Dataset records
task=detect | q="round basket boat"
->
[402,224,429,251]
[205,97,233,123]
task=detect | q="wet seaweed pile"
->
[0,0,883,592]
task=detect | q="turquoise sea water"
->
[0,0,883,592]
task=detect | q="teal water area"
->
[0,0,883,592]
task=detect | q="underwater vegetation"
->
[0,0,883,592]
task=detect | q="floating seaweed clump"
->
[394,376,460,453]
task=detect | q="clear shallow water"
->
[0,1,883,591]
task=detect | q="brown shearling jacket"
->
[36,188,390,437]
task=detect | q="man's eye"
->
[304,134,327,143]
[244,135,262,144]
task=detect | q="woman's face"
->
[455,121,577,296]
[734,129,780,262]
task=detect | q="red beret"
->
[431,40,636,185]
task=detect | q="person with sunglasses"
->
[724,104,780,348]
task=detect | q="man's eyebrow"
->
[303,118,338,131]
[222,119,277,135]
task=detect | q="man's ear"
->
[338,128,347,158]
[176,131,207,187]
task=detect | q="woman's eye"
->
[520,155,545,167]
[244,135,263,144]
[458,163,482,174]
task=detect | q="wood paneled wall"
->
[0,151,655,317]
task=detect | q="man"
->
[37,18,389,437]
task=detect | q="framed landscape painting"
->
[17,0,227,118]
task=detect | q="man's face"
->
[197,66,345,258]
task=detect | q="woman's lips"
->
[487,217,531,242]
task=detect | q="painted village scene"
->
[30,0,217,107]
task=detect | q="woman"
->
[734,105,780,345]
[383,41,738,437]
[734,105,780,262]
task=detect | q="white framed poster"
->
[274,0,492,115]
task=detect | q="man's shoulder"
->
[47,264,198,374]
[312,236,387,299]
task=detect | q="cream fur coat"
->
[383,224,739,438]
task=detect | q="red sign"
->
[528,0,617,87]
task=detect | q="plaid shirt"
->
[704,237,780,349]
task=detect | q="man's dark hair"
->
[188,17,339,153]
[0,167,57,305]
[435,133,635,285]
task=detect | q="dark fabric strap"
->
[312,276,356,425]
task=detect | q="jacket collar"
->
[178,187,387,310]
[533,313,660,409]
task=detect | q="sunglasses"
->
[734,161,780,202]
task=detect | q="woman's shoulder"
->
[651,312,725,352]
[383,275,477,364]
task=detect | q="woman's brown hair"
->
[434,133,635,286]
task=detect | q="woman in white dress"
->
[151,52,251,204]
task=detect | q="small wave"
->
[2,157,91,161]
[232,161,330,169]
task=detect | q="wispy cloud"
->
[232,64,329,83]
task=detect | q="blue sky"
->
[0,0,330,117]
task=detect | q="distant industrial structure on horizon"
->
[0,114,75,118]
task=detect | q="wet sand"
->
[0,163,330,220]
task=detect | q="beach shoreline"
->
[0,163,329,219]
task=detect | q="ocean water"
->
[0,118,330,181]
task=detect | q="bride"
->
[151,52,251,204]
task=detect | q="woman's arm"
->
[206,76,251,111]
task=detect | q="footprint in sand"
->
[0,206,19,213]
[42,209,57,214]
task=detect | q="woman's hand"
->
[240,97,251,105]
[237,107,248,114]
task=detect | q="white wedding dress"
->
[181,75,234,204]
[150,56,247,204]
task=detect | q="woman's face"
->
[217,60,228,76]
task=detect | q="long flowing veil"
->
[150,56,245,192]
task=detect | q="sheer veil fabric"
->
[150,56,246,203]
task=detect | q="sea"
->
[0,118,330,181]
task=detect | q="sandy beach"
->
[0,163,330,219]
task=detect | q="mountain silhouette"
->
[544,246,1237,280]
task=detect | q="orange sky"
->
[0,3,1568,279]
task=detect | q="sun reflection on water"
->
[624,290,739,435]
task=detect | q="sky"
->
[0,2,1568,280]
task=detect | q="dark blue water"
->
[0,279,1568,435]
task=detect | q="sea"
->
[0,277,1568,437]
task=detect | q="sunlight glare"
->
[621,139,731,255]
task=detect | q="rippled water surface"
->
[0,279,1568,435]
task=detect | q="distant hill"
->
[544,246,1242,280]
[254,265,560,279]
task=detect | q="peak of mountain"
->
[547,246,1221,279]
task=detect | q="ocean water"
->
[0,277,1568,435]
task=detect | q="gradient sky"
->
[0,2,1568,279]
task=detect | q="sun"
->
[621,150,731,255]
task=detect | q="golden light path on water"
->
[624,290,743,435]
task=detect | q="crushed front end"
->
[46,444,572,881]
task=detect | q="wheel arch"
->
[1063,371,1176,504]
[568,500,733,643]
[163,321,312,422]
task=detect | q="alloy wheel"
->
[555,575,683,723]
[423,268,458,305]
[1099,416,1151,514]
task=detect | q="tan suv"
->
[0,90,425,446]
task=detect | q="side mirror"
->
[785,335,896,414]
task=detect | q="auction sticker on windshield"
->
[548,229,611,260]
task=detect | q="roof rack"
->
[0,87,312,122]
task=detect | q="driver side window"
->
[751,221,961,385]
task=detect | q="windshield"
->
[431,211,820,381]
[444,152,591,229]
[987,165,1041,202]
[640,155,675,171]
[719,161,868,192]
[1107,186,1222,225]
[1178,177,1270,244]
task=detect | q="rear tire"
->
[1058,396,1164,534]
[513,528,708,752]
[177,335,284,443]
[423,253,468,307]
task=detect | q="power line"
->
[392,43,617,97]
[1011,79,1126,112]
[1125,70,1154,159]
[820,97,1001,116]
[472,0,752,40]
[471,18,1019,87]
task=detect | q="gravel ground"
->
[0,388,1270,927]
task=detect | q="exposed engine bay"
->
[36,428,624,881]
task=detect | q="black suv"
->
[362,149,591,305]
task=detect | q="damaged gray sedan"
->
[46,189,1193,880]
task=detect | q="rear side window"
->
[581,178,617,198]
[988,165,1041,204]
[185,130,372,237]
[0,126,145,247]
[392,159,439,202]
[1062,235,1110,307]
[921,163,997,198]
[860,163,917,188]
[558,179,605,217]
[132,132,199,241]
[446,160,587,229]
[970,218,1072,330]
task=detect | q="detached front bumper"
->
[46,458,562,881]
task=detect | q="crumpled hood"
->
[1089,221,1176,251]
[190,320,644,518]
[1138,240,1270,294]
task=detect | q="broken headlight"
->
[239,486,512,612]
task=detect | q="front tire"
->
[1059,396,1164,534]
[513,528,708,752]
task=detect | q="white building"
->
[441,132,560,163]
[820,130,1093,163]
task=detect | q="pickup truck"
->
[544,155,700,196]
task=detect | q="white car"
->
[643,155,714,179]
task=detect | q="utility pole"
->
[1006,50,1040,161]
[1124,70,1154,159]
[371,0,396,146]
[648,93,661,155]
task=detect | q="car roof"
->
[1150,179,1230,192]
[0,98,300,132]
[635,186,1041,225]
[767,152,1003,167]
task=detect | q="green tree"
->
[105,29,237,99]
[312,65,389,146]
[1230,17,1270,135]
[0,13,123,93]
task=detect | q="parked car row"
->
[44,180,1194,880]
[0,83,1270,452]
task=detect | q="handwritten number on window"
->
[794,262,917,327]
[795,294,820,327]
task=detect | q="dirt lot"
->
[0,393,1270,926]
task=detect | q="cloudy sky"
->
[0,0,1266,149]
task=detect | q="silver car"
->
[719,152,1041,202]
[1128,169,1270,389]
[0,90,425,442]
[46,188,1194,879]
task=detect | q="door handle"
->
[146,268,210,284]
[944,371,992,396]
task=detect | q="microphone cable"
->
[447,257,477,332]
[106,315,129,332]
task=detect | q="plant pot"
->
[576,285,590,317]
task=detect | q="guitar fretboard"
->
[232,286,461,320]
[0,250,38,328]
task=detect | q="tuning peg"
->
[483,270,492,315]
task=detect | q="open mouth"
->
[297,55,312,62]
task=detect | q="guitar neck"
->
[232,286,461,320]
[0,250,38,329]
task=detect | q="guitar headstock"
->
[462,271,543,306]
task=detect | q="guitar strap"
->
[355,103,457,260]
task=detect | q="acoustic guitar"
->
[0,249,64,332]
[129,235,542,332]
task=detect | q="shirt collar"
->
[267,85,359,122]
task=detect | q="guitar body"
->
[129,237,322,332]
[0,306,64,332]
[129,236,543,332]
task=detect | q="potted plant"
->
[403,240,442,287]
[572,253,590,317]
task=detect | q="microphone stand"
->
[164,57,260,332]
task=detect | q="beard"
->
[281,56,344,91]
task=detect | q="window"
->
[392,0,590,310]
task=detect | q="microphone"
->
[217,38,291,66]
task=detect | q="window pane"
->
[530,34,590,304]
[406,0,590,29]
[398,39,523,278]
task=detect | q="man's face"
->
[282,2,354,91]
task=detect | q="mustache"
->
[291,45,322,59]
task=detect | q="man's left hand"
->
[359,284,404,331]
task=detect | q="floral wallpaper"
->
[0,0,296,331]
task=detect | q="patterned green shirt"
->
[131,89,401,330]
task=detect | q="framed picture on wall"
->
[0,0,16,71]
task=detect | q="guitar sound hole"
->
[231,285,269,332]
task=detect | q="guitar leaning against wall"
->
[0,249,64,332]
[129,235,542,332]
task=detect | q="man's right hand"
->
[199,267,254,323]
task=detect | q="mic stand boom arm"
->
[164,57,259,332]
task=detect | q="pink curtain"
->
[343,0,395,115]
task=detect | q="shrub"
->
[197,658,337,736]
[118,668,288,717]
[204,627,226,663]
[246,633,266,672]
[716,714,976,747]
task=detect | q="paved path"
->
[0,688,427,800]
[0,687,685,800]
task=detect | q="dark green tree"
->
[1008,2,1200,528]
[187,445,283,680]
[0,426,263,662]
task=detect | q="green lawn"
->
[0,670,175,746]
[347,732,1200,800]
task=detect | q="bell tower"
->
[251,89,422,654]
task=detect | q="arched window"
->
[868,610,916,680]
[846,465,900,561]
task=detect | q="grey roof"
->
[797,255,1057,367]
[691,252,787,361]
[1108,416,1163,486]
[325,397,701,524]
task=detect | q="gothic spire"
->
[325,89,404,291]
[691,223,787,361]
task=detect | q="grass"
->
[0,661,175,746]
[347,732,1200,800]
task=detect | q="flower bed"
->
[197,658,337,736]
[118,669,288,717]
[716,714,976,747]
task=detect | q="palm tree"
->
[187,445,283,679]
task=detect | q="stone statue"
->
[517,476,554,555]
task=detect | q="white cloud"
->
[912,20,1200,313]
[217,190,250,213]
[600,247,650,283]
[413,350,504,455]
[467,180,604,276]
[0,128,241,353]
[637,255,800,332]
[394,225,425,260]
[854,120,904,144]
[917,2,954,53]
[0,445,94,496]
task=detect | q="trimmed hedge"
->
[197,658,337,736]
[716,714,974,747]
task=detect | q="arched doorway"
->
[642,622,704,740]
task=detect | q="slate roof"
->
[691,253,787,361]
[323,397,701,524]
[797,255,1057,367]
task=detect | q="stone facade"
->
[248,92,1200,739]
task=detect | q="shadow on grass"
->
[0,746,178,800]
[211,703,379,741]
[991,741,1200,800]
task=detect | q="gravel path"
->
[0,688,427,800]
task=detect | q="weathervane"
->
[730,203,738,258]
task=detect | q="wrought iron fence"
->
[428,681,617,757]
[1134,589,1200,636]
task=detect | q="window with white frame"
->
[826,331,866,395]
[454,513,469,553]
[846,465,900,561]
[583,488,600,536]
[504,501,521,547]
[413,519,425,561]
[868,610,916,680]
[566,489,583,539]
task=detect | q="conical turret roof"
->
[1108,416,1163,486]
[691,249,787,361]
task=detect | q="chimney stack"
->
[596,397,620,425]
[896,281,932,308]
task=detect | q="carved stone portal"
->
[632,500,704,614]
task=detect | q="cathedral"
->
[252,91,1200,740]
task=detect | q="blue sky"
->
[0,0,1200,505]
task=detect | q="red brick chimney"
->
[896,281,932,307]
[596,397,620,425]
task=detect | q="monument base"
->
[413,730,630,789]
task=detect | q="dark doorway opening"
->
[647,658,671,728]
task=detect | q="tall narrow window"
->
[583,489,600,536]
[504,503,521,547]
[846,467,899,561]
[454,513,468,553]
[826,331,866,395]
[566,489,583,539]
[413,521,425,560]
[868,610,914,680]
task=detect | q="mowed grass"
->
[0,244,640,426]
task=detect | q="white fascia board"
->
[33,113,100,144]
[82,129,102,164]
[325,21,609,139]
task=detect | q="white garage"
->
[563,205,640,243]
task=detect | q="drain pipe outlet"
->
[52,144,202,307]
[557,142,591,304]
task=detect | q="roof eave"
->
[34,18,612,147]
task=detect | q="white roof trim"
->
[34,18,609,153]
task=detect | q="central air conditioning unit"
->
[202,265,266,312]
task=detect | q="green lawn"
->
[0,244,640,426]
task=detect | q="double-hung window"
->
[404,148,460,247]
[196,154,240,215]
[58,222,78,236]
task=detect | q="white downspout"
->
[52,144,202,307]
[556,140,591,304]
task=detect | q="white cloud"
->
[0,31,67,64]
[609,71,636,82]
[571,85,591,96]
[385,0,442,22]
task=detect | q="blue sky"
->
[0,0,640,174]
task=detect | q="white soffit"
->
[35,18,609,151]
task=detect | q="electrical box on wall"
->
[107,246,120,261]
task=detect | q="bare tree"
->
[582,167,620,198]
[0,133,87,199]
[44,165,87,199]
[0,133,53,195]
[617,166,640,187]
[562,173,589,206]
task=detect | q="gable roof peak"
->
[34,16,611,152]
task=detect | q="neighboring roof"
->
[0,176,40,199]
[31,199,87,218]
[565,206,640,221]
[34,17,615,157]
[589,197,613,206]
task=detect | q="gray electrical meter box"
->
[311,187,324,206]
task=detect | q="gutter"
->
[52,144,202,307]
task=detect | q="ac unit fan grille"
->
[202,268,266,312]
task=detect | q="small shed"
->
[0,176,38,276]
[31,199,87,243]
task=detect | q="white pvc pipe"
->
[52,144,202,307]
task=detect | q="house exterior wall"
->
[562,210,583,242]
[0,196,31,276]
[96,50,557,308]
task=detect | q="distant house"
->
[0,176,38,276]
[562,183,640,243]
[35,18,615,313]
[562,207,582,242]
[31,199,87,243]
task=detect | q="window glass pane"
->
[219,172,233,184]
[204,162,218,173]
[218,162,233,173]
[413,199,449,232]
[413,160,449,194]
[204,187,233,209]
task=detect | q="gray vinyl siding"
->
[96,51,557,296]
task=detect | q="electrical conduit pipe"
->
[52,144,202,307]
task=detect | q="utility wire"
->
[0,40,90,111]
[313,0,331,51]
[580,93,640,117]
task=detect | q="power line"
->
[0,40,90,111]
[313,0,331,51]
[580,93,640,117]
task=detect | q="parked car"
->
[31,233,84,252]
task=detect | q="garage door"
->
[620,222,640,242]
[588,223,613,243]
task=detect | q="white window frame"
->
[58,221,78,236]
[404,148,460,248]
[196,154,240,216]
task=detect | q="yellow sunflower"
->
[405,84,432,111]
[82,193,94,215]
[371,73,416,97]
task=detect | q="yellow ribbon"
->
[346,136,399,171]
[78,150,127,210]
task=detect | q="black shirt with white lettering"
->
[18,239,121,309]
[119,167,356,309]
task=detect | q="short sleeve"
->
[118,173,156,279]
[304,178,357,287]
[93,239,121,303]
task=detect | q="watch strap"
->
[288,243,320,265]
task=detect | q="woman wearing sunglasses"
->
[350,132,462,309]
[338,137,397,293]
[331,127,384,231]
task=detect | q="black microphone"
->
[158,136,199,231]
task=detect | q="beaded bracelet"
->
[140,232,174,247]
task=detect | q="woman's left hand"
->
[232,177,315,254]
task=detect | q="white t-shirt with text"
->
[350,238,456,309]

_Exercise goal_
Report how many lines in the records above contain the string "chimney", giving only the number.

_Exercise response_
2